DOKUMENTTEXT:
########################################

Mannheim. Zwei Spielzeiten stand Patrick Glöckner an der Seitenlinie des SV Waldhof und führte den Mannheimer Fußball-Drittligisten zuletzt auf Platz fünf. Am vergangenen Samstag verabschiedete sich der SVW-Trainer nun mit dem dritten Erfolg im Landes-Pokal von den Mannheimern. Im Gespräch mit dieser Redaktion blickt der 45-Jährige zurück auf seine Zeit in Mannheim, zieht eine Bilanz und erläutert die Gründe für seinen Abschied.

Herr Glöckner, Sie sagten nach dem Liga-Finale gegen Havelse, dass Sie jetzt erst mal aufs Arbeitsamt gehen. Haben Sie sich schon die Adresse des zuständigen Job-Centers herausgesucht?

Patrick Glöckner: Ja, das musste ich schon vor längerer Zeit tun. Der gesetzliche Ablauf sieht bei zeitlich begrenzten Verträgen vor, dass man sich drei Monate vor Ablauf der Vertragslaufzeit arbeitssuchend meldet. Das gilt auch für Trainer und Spieler.

Die Bewerbungsmappe sieht doch aber ganz gut aus. Einmal Drittliga-Achter, einmal Fünfter, ein bisschen Europapokalsieger-Besieger im DFB-Pokal gegen Frankfurt und drei Mal den BFV-Pokal gewonnen. Wie fällt Ihre sportliche Bilanz aus?

Glöckner: Die fällt sehr positiv aus. Ich finde, man sieht eine klare Entwicklung. Wenn man Türkgücü mitrechnet, haben wir 64 Punkte geholt, im Vorjahr 52. Man sieht auch, dass die Mannschaft wesentlich sicherer agiert hat, weil sie besser eingespielt war. Wir hatten weniger Ausfälle und eine bessere Verfügbarkeit. Das liegt auch an den Strukturen und dem Personal, das wir für Pflege, Vor-, Nachbereitung und Trainingssteuerung eingestellt haben. Entsprechend kannst du besser abrufen.

########################################

GESPEICHERTE DATEN:
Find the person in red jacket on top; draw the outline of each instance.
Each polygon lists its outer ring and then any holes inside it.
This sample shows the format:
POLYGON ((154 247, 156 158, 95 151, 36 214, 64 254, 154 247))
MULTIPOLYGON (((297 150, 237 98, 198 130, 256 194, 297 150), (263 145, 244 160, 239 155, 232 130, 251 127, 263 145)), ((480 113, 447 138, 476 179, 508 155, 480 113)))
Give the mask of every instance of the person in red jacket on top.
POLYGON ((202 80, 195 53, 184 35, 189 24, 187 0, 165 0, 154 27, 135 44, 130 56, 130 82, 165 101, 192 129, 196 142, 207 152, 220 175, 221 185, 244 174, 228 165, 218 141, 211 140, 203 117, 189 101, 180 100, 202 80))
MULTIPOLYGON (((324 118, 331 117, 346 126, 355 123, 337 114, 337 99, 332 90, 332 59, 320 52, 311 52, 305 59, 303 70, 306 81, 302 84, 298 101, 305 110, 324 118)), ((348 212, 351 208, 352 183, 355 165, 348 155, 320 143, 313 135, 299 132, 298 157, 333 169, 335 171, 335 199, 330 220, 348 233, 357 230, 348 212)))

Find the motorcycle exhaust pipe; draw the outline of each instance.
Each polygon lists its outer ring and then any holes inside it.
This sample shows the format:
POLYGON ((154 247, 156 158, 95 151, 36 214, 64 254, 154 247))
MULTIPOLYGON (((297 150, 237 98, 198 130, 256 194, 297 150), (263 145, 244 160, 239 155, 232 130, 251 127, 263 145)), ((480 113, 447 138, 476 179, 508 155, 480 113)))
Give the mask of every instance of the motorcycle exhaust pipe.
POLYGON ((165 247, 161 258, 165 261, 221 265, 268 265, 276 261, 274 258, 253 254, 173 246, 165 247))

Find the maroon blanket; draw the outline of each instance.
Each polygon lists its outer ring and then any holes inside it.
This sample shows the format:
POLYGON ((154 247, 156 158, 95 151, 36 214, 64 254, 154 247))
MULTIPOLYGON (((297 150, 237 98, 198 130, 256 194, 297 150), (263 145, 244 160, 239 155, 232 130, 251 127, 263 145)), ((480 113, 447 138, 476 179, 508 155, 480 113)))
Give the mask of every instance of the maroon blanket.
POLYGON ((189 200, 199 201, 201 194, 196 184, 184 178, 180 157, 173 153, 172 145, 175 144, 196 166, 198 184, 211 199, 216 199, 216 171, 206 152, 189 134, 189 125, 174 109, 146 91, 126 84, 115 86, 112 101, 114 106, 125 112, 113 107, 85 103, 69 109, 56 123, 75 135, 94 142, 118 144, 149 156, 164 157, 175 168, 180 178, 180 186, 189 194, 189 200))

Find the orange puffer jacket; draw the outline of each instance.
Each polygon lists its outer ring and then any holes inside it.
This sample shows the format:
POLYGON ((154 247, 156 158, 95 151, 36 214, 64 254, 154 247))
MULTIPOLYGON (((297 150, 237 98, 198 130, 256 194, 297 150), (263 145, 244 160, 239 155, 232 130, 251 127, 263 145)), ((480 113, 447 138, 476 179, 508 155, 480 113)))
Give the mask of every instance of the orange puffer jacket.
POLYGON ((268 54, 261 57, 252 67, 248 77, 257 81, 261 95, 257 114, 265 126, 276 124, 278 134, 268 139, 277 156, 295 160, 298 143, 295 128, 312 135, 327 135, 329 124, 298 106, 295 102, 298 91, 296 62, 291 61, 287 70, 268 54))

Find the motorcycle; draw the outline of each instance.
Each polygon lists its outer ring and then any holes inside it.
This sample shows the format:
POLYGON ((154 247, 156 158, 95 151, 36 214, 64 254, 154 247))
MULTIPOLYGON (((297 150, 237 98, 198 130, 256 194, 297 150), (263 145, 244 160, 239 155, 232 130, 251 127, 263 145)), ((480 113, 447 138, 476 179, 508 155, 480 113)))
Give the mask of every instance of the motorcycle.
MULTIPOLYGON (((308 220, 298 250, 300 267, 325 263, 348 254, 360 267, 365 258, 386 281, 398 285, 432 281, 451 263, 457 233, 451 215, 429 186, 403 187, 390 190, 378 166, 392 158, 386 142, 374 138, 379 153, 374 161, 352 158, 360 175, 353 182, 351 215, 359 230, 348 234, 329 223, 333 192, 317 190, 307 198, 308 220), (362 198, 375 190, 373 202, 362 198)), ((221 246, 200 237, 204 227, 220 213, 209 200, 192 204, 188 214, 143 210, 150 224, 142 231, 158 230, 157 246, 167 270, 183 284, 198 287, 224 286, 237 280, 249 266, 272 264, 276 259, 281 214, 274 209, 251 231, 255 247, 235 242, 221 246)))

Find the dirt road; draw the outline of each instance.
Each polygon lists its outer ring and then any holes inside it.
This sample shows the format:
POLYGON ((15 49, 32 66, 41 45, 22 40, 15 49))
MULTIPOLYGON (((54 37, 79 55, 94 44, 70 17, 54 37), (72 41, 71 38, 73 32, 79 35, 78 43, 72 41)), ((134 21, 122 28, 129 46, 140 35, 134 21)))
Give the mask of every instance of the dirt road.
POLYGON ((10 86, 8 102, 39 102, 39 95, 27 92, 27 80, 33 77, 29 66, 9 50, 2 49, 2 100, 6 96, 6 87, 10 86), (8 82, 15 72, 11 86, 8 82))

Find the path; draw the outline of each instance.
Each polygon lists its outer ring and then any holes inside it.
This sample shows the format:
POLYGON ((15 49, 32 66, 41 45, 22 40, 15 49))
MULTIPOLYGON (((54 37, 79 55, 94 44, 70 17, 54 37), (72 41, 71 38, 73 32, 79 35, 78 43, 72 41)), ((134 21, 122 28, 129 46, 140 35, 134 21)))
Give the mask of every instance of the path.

########################################

AUFGABENBESCHREIBUNG: Geben Sie aus dem Interview mit Patrick Glöckner den Abschnitt von „Herr Glöckner, Sie“ bis einschließlich „Trainer und Spieler.“ wortgetreu aus.

LÖSUNG DER AUFGABE:
Herr Glöckner, Sie sagten nach dem Liga-Finale gegen Havelse, dass Sie jetzt erst mal aufs Arbeitsamt gehen. Haben Sie sich schon die Adresse des zuständigen Job-Centers herausgesucht?

Patrick Glöckner: Ja, das musste ich schon vor längerer Zeit tun. Der gesetzliche Ablauf sieht bei zeitlich begrenzten Verträgen vor, dass man sich drei Monate vor Ablauf der Vertragslaufzeit arbeitssuchend meldet. Das gilt auch für Trainer und Spieler.